◆ Data section
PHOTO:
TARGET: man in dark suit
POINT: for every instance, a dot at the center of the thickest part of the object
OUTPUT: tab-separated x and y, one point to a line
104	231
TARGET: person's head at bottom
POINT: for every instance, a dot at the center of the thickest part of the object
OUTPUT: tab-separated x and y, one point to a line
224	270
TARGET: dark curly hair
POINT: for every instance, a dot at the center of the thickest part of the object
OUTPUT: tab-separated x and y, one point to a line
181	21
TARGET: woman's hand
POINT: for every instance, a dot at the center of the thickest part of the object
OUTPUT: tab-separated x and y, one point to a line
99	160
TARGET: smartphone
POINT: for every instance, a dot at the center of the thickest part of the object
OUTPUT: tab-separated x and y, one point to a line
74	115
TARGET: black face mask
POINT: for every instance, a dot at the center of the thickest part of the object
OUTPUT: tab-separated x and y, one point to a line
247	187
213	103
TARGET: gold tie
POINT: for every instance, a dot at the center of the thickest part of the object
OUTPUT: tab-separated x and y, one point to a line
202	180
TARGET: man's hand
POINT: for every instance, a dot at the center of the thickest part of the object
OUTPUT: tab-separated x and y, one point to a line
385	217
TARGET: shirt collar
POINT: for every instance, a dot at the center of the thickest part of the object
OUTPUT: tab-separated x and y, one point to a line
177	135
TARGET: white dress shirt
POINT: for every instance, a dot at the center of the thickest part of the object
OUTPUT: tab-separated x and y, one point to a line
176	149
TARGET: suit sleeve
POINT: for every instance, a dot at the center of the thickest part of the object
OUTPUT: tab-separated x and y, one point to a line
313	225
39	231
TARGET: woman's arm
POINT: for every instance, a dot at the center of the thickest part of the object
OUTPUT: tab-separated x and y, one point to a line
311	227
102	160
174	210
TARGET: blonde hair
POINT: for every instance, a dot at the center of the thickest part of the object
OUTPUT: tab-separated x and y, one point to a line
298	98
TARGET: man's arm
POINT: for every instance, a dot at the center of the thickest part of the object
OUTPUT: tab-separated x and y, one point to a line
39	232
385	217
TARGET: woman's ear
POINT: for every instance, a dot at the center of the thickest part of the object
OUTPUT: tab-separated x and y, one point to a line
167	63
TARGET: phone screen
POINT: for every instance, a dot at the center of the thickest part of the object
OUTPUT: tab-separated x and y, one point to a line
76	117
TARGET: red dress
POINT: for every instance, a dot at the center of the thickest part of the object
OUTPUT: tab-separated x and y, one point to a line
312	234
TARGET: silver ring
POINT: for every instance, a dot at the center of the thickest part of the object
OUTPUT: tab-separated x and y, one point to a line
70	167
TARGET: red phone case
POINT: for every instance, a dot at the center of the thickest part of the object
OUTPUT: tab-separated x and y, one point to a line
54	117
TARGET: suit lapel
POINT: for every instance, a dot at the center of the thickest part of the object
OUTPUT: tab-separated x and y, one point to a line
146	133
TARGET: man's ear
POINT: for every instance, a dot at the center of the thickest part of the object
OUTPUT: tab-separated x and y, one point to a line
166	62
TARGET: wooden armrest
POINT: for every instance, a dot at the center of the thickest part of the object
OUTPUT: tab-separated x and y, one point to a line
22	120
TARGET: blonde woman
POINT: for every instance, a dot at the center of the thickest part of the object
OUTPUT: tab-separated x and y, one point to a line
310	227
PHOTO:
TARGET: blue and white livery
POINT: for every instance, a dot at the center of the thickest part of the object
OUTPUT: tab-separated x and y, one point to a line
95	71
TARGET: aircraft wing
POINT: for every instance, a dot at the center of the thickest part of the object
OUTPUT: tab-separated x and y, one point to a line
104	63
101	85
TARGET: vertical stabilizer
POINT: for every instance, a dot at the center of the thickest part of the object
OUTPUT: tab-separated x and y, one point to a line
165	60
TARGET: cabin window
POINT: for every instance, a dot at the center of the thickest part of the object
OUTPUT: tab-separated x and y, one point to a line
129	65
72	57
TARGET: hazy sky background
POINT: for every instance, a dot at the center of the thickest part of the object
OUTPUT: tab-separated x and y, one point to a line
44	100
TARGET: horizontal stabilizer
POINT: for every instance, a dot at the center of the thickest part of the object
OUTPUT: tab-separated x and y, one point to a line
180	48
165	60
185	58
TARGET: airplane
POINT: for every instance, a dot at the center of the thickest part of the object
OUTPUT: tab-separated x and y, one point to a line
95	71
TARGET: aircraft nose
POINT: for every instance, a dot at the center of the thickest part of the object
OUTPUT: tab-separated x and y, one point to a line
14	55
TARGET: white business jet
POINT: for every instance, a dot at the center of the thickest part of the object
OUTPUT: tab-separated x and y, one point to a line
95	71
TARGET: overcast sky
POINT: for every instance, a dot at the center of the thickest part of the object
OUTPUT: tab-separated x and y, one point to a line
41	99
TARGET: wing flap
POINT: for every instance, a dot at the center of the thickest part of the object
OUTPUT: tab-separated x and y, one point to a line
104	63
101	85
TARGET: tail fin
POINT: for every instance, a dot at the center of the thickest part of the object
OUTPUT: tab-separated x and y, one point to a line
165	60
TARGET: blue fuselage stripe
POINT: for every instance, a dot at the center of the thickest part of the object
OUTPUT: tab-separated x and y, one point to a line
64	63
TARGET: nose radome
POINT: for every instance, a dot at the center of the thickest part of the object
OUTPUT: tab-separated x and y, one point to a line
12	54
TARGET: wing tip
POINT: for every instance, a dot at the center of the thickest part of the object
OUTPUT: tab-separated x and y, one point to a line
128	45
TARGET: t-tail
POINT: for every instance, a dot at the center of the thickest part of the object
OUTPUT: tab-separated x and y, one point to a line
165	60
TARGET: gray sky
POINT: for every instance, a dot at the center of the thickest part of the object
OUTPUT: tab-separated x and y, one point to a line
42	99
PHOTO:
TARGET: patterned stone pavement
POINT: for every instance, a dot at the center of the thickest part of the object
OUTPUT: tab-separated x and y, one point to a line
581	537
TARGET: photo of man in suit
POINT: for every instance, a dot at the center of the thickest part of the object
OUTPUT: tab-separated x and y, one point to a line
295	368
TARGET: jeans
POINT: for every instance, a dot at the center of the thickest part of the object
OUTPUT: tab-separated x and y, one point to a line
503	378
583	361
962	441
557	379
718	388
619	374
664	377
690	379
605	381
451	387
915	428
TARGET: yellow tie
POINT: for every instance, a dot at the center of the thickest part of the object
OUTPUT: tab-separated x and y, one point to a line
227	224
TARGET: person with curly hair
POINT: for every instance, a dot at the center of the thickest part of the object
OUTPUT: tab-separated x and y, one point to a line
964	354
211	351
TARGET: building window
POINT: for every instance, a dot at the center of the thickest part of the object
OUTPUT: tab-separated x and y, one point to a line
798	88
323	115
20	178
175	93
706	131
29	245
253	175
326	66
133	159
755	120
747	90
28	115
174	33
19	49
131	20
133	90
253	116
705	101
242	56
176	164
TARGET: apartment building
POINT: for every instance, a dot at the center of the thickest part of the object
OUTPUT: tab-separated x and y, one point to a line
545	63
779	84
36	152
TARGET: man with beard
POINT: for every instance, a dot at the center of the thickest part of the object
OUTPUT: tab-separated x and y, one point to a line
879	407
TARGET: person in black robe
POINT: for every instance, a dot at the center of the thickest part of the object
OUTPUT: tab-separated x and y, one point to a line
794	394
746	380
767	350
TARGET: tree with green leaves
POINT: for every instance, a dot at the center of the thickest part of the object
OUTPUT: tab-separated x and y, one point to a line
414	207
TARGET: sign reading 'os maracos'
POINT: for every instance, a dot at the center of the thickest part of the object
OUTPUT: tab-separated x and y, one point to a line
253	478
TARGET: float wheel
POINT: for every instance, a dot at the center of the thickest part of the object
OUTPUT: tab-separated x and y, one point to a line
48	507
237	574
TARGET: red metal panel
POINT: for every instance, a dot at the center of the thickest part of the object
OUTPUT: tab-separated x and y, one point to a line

◆ Directions for this task
All of the data must be returned exactly.

◆ The completed task
PHOTO:
TARGET: man in dark suit
POINT: for every instance, a dot at the center of the thickest part of the object
OUTPUT: tab-separated x and y, one point to a line
104	231
TARGET: person's head at bottom
POINT: for every instance, a dot at the center of the thickest part of the object
OUTPUT: tab-separated x and y, one point to a line
224	270
TARGET: dark curly hair
POINT: for every instance, a dot at the center of the thickest part of the object
OUTPUT: tab-separated x and y, one point to a line
181	21
TARGET: woman's hand
POINT: for every instance, a dot at the center of the thickest part of the object
OUTPUT: tab-separated x and y, one point to a line
99	160
TARGET: smartphone
POINT: for every instance, a dot at the center of the thickest part of the object
OUTPUT: tab-separated x and y, one point to a line
74	115
TARGET: black face mask
POINT: for every instance, a dot at the center of the thickest part of the object
OUTPUT: tab-separated x and y, one point to a line
247	187
213	103
TARGET: gold tie
POINT: for every instance, a dot at the center of the thickest part of the object
OUTPUT: tab-separated x and y, one point to a line
202	180
TARGET: man's hand
POINT: for every instance, a dot at the center of the thickest part of the object
OUTPUT: tab-separated x and y, one point to a line
385	217
TARGET: shirt collar
POINT: for every instance, a dot at the center of the thickest part of the object
OUTPUT: tab-separated x and y, one point to a line
177	135
TARGET: white dress shirt
POINT: for every instance, a dot at the center of the thickest part of the object
OUTPUT: tab-separated x and y, one point to a line
176	149
TARGET: suit sleeve
POINT: for every instance, a dot at the center of the thickest part of the object
OUTPUT: tab-separated x and y, one point to a line
313	225
39	231
TARGET: woman's arm
POINT: for every instance, a dot at the center of the thickest part of the object
OUTPUT: tab-separated x and y, one point to a line
311	227
102	160
174	210
TARGET: blonde hair
POINT: for every instance, a dot at the center of the thickest part of the object
OUTPUT: tab-separated x and y, one point to a line
298	98
TARGET: man's arm
POINT: for every instance, a dot at the center of the thickest part of the object
OUTPUT: tab-separated x and y, one point to a line
39	232
385	217
TARGET: woman's ear
POINT: for every instance, a dot at the center of the thickest part of the object
OUTPUT: tab-separated x and y, one point to a line
167	63
TARGET: phone screen
POINT: for every instance, a dot at the center of the thickest part of the object
OUTPUT: tab-separated x and y, one point to a line
76	117
TARGET: red dress
POINT: for every instance, a dot at the center of the thickest part of the object
OUTPUT: tab-separated x and y, one point to a line
312	234
TARGET: silver ring
POINT: for every instance, a dot at the center of the thickest part of the object
OUTPUT: tab-separated x and y, one point to a line
70	167
TARGET: red phone case
POINT: for every instance, a dot at the center of the thickest part of the object
OUTPUT: tab-separated x and y, one point to a line
54	117
TARGET: suit lapel
POINT: for every instance, a dot at the center of the thickest part of the object
OUTPUT: tab-separated x and y, one point to a line
146	133
TARGET: man's ear
POINT: for every instance, a dot at the center of the thickest part of the object
OUTPUT: tab-separated x and y, one point to a line
166	62
TARGET: wooden armrest
POINT: for every instance, a dot at the center of the thickest part of the object
OUTPUT: tab-separated x and y, one point to a line
22	120
TARGET: blonde woman
POINT: for every instance, a dot at the center of the thickest part of the object
OUTPUT: tab-separated x and y, one point to a line
310	227
PHOTO:
TARGET: blue and white livery
POINT: for every instance, a dot at the center of the thickest part of the object
OUTPUT: tab-separated x and y, one point to a line
95	71
TARGET: aircraft wing
POINT: for every instance, a dot at the center of the thickest part of the object
OUTPUT: tab-separated x and y, one point to a line
104	63
101	85
TARGET: vertical stabilizer
POINT: for every instance, a dot at the center of the thickest part of the object
OUTPUT: tab-separated x and y, one point to a line
165	60
TARGET: cabin window
POINT: for every instance, a dot at the center of the thickest part of the object
OUTPUT: tab-separated x and y, one point to a line
129	65
72	57
TARGET: hazy sky background
POINT: for every instance, a dot at the center of the thickest part of the object
OUTPUT: tab-separated x and y, one point to a line
44	100
TARGET: horizontal stabilizer
POINT: for every instance, a dot at the center of the thickest part of the object
OUTPUT: tab-separated x and y, one point to a line
180	48
165	60
185	58
TARGET: airplane
POINT: for every instance, a dot at the center of the thickest part of the object
OUTPUT: tab-separated x and y, one point to a line
95	71
TARGET: aircraft nose
POINT: for every instance, a dot at the center of the thickest part of the object
OUTPUT: tab-separated x and y, one point to a line
14	55
TARGET: white business jet
POINT: for every instance, a dot at the center of the thickest part of the object
OUTPUT: tab-separated x and y, one point to a line
95	71
TARGET: overcast sky
POINT: for every instance, a dot at the center of the thickest part of the object
OUTPUT: tab-separated x and y, one point to a line
41	99
TARGET: wing flap
POINT: for every instance, a dot at the center of the thickest part of the object
OUTPUT: tab-separated x and y, one point to a line
104	63
101	85
TARGET: tail fin
POINT: for every instance, a dot at the center of the thickest part of the object
OUTPUT: tab-separated x and y, one point to a line
165	60
TARGET: blue fuselage stripe
POINT: for every instance, a dot at the center of the thickest part of the object
OUTPUT: tab-separated x and y, one point to a line
64	63
TARGET: nose radome
POINT: for every instance, a dot at the center of the thickest part of the object
OUTPUT: tab-separated x and y, one point to a line
12	54
TARGET: wing tip
POINT: for every instance, a dot at the center of the thickest part of the object
OUTPUT: tab-separated x and y, one point to a line
128	45
TARGET: t-tail
POINT: for every instance, a dot at the center of the thickest part of the object
OUTPUT: tab-separated x and y, one point to a line
165	60
TARGET: gray sky
POINT: for every instance, a dot at the center of the thickest part of the object
OUTPUT: tab-separated x and y, one point to a line
42	99
PHOTO:
TARGET: patterned stone pavement
POINT: for every instance, a dot at the center of the thickest part of the object
OUTPUT: tab-separated x and y, one point to a line
581	537
TARGET: photo of man in suit
POINT: for every instance, a dot at the center of the thickest part of the object
OUTPUT: tab-separated x and y, one point to a line
295	368
TARGET: jeans
POINT: for every instance, a dot at the center of the thickest part of the object
OUTPUT: tab-separated x and y, one point to a line
503	378
583	361
962	441
557	379
718	388
619	374
664	377
690	379
605	381
451	387
915	428
TARGET: yellow tie
POINT: for every instance, a dot at the center of the thickest part of the object
OUTPUT: tab-separated x and y, one point to a line
227	224
TARGET: person with curly hair
POINT: for every instance, a dot at the center of the thickest part of the object
OUTPUT: tab-separated x and y, one point to a line
964	354
211	351
TARGET: building window
POINT: for every instance, a dot at the center of the thickest part of the object
OUTPUT: tab-separated x and y, one point to a line
798	88
323	115
20	178
175	93
706	131
29	245
253	175
326	66
133	159
755	120
747	90
28	115
174	33
19	49
131	20
133	90
253	116
705	101
242	56
176	164
TARGET: apartment building
POINT: for every instance, a dot at the center of the thickest part of the object
OUTPUT: tab-separated x and y, one point to a line
545	63
779	84
36	152
TARGET: man with beard
POINT: for every instance, a dot at the center of the thickest part of the object
OUTPUT: tab-separated x and y, one point to a line
879	407
TARGET: person in black robe
POINT: for every instance, a dot at the center of the thickest part of the object
OUTPUT: tab-separated x and y, one point to a line
794	394
746	380
767	350
TARGET: tree with green leaves
POINT: for every instance, a dot at the center of the thickest part of the object
OUTPUT: tab-separated x and y, one point to a line
414	207
TARGET: sign reading 'os maracos'
POINT: for every instance, a dot at the center of the thickest part of the object
OUTPUT: tab-separated x and y, one point to a line
253	478
TARGET: float wheel
POINT: for every instance, a dot at the center of the thickest part of the object
OUTPUT: tab-separated x and y, one point to a line
48	507
237	574
TARGET: red metal panel
POINT: for every instance, a dot at the center of the thickest part of the object
OUTPUT: tab-separated x and y, one point to a line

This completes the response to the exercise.